Description of the task
Please write out all of the material below line for line, changing nothing.

Extracted material
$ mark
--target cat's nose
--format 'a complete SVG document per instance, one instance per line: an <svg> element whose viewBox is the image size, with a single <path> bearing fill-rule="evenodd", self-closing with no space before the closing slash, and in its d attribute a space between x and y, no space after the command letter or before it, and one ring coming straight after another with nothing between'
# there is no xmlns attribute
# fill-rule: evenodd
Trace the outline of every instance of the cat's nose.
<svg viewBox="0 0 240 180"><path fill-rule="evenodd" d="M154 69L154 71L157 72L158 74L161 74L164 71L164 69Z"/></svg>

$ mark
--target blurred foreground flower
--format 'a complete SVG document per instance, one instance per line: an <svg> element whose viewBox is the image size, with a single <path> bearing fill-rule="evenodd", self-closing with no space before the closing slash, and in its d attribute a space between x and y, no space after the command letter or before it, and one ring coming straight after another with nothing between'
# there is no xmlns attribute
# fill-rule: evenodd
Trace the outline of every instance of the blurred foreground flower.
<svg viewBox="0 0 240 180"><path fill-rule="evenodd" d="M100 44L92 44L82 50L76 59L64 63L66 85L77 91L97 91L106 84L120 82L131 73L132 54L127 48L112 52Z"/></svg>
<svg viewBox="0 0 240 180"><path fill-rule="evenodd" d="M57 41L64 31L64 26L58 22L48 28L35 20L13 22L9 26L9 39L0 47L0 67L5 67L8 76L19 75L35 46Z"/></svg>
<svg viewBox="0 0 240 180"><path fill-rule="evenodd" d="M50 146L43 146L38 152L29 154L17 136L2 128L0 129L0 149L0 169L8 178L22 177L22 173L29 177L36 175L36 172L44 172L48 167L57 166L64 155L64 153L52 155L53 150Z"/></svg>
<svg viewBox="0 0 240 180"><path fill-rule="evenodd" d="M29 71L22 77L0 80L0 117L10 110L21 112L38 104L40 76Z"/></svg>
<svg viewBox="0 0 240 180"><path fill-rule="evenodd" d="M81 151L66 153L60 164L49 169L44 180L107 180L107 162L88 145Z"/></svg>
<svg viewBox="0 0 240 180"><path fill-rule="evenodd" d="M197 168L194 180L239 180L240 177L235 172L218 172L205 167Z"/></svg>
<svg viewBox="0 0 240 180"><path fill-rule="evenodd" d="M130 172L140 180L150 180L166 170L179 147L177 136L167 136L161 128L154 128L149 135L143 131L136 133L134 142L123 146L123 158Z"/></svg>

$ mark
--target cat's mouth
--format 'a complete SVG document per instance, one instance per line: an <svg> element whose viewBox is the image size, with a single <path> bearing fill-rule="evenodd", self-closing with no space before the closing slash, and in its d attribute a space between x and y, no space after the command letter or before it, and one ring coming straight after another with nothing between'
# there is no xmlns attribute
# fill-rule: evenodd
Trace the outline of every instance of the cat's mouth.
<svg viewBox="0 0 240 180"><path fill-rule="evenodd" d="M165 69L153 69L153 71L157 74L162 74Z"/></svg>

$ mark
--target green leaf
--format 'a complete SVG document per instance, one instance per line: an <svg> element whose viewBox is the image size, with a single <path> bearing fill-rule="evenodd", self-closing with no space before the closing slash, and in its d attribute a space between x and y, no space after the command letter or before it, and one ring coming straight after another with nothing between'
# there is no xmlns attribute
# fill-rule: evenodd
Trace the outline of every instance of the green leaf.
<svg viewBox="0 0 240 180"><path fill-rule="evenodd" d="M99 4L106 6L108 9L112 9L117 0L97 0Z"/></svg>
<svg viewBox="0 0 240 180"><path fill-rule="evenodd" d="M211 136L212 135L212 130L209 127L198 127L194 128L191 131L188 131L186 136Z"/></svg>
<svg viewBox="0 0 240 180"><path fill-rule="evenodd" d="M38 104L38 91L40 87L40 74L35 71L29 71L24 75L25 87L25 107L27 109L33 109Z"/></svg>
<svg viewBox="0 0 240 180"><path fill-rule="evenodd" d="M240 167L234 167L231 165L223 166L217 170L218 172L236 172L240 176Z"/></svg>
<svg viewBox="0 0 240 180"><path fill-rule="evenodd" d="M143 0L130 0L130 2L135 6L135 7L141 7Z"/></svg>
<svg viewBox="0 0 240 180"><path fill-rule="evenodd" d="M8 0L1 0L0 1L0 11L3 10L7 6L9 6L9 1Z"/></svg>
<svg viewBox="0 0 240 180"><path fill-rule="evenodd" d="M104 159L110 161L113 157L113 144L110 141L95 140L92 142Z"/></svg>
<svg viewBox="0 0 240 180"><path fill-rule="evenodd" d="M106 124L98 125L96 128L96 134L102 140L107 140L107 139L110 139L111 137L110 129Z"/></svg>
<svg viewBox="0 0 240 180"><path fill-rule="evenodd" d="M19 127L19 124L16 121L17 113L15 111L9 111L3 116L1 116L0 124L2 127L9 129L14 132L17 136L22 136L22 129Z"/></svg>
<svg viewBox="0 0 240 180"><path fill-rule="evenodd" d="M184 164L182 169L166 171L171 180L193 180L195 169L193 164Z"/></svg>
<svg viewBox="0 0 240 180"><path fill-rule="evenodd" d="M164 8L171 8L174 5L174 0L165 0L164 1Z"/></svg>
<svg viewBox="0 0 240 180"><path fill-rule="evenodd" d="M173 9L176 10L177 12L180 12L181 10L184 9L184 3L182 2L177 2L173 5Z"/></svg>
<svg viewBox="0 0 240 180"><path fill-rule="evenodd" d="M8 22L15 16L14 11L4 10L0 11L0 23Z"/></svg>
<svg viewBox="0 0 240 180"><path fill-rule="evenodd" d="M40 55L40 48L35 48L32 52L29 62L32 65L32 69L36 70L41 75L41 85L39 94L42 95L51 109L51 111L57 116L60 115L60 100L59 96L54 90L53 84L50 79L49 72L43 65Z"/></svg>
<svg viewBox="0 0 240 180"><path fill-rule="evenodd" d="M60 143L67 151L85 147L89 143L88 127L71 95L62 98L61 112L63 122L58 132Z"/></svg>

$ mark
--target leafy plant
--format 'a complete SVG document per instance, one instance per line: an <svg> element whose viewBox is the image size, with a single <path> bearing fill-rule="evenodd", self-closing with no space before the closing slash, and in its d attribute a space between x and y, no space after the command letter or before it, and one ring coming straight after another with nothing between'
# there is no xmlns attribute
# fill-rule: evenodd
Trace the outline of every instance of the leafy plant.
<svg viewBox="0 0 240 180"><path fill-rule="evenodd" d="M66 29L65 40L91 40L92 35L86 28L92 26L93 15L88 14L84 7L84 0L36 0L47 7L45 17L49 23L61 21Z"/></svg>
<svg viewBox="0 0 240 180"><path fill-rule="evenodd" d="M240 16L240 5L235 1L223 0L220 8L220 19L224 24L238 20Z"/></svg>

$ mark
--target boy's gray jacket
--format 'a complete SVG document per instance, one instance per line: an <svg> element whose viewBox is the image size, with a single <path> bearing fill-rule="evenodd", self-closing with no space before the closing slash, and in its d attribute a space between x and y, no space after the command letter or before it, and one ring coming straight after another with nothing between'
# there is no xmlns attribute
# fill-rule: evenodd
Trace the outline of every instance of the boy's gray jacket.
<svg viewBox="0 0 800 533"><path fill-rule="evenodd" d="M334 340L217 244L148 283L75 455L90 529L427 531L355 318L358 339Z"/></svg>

Solution
$ mark
--target cat's nose
--format 'a complete SVG document per instance, one instance per line: an <svg> element whose viewBox is the image size, with a single <path> bearing fill-rule="evenodd", self-closing with no space before the closing slash, and in its d attribute a space between x and y, no space after the command letter or before it, and one ring coming straight after another with nothing between'
# there is no xmlns attribute
# fill-rule: evenodd
Trace the outline of every instance of the cat's nose.
<svg viewBox="0 0 240 180"><path fill-rule="evenodd" d="M154 69L154 71L157 72L158 74L161 74L164 71L164 69Z"/></svg>

$ mark
--target blurred foreground flower
--format 'a complete SVG document per instance, one instance per line: an <svg> element whose viewBox is the image size, with a single <path> bearing fill-rule="evenodd", self-closing with no space before the closing slash, and in its d attribute a space between x and y, no space after the command letter or before it, and one ring coming straight after another with nothing between'
# there is no xmlns attribute
# fill-rule: evenodd
Trace the outline of every instance of the blurred foreground flower.
<svg viewBox="0 0 240 180"><path fill-rule="evenodd" d="M100 44L92 44L82 50L76 59L64 63L66 85L77 91L97 91L106 84L120 82L131 73L132 54L127 48L112 52Z"/></svg>
<svg viewBox="0 0 240 180"><path fill-rule="evenodd" d="M57 41L64 31L64 26L58 22L48 28L35 20L13 22L9 26L9 39L0 47L0 67L5 67L8 76L19 75L35 46Z"/></svg>
<svg viewBox="0 0 240 180"><path fill-rule="evenodd" d="M50 146L43 146L38 152L29 154L17 136L2 128L0 129L0 149L0 169L8 178L22 177L22 173L29 177L36 175L36 172L44 172L48 167L57 166L64 155L64 153L52 155L53 150Z"/></svg>
<svg viewBox="0 0 240 180"><path fill-rule="evenodd" d="M29 71L22 77L0 80L0 117L10 110L21 112L38 104L40 76Z"/></svg>
<svg viewBox="0 0 240 180"><path fill-rule="evenodd" d="M81 151L66 153L60 164L49 169L44 180L107 180L107 162L88 145Z"/></svg>
<svg viewBox="0 0 240 180"><path fill-rule="evenodd" d="M197 168L194 180L239 180L240 177L235 172L218 172L205 167Z"/></svg>
<svg viewBox="0 0 240 180"><path fill-rule="evenodd" d="M130 172L140 180L150 180L166 170L179 147L177 136L167 136L161 128L154 128L149 135L143 131L136 133L134 142L123 146L123 158Z"/></svg>

$ mark
--target cat's mouth
--format 'a complete SVG document per instance, one instance per line: an <svg> element whose viewBox is the image size, with a single <path> bearing fill-rule="evenodd", self-closing with no space before the closing slash, and in its d attribute a space between x and y, no space after the command letter or before it, and one ring coming straight after another with nothing between'
# there is no xmlns attribute
# fill-rule: evenodd
Trace the outline of every instance of the cat's mouth.
<svg viewBox="0 0 240 180"><path fill-rule="evenodd" d="M165 69L153 69L153 71L157 74L162 74Z"/></svg>

$ mark
--target green leaf
--format 'a complete SVG document per instance, one instance per line: an <svg> element whose viewBox is the image size, with a single <path> bearing fill-rule="evenodd", self-closing with no space before the closing slash, and in its d attribute a space between x and y, no space after the command letter or before it, and one ring coming straight after another with nothing between'
# there is no xmlns attribute
# fill-rule: evenodd
Trace the outline of every instance of the green leaf.
<svg viewBox="0 0 240 180"><path fill-rule="evenodd" d="M99 4L106 6L108 9L112 9L117 0L97 0Z"/></svg>
<svg viewBox="0 0 240 180"><path fill-rule="evenodd" d="M211 136L212 135L212 130L209 127L198 127L194 128L191 131L188 131L186 136Z"/></svg>
<svg viewBox="0 0 240 180"><path fill-rule="evenodd" d="M38 104L38 91L40 87L40 74L35 71L29 71L24 75L25 87L25 107L27 109L33 109Z"/></svg>
<svg viewBox="0 0 240 180"><path fill-rule="evenodd" d="M240 167L234 167L231 165L223 166L217 170L218 172L236 172L240 176Z"/></svg>
<svg viewBox="0 0 240 180"><path fill-rule="evenodd" d="M143 0L130 0L130 2L135 6L135 7L141 7Z"/></svg>
<svg viewBox="0 0 240 180"><path fill-rule="evenodd" d="M8 0L1 0L0 1L0 11L3 10L7 6L9 6L9 1Z"/></svg>
<svg viewBox="0 0 240 180"><path fill-rule="evenodd" d="M104 159L110 161L113 157L113 144L110 141L95 140L92 142Z"/></svg>
<svg viewBox="0 0 240 180"><path fill-rule="evenodd" d="M106 124L98 125L96 128L96 134L102 140L107 140L107 139L110 139L111 137L110 129Z"/></svg>
<svg viewBox="0 0 240 180"><path fill-rule="evenodd" d="M19 127L19 124L16 121L17 113L15 111L9 111L3 116L1 116L0 124L2 127L9 129L14 132L17 136L22 136L22 129Z"/></svg>
<svg viewBox="0 0 240 180"><path fill-rule="evenodd" d="M184 164L182 169L166 171L171 180L193 180L195 169L193 164Z"/></svg>
<svg viewBox="0 0 240 180"><path fill-rule="evenodd" d="M164 8L171 8L174 5L174 0L165 0L164 1Z"/></svg>
<svg viewBox="0 0 240 180"><path fill-rule="evenodd" d="M173 9L176 10L177 12L180 12L181 10L184 9L184 3L182 2L177 2L173 5Z"/></svg>
<svg viewBox="0 0 240 180"><path fill-rule="evenodd" d="M8 22L15 16L14 11L4 10L0 11L0 23Z"/></svg>
<svg viewBox="0 0 240 180"><path fill-rule="evenodd" d="M40 55L40 48L35 48L32 52L29 62L32 65L32 69L36 70L41 75L41 85L39 94L42 95L51 109L51 111L57 116L60 115L60 100L59 96L54 90L53 84L50 79L49 72L43 65Z"/></svg>
<svg viewBox="0 0 240 180"><path fill-rule="evenodd" d="M60 143L67 151L85 147L89 143L88 127L71 95L62 98L61 112L63 122L58 132Z"/></svg>

$ mark
--target leafy plant
--format 'a complete SVG document per instance, one instance per line: an <svg> element whose viewBox is the image size, with a single <path> bearing fill-rule="evenodd", self-closing with no space before the closing slash, and in its d attribute a space between x and y, no space after the command letter or before it, and one ring coming straight after another with nothing between'
# there is no xmlns attribute
# fill-rule: evenodd
Trace the outline of every instance of the leafy plant.
<svg viewBox="0 0 240 180"><path fill-rule="evenodd" d="M66 29L65 40L91 40L92 35L86 28L92 26L93 15L88 14L84 7L84 0L36 0L47 7L45 17L49 23L61 21Z"/></svg>
<svg viewBox="0 0 240 180"><path fill-rule="evenodd" d="M240 16L240 5L235 1L223 0L220 8L220 19L224 24L238 20Z"/></svg>

$ mark
--target boy's gray jacket
--format 'a complete SVG document per instance, one instance per line: an <svg> element whose viewBox is the image size, with a single <path> bearing fill-rule="evenodd", self-closing with no space before the closing slash, and in its d attribute a space between x and y, no space after the command letter or before it, and one ring coming straight after another with nothing between'
# there is no xmlns attribute
# fill-rule: evenodd
Trace the outline of every instance of the boy's gray jacket.
<svg viewBox="0 0 800 533"><path fill-rule="evenodd" d="M334 340L217 244L148 283L75 455L90 529L427 531L355 318L358 339Z"/></svg>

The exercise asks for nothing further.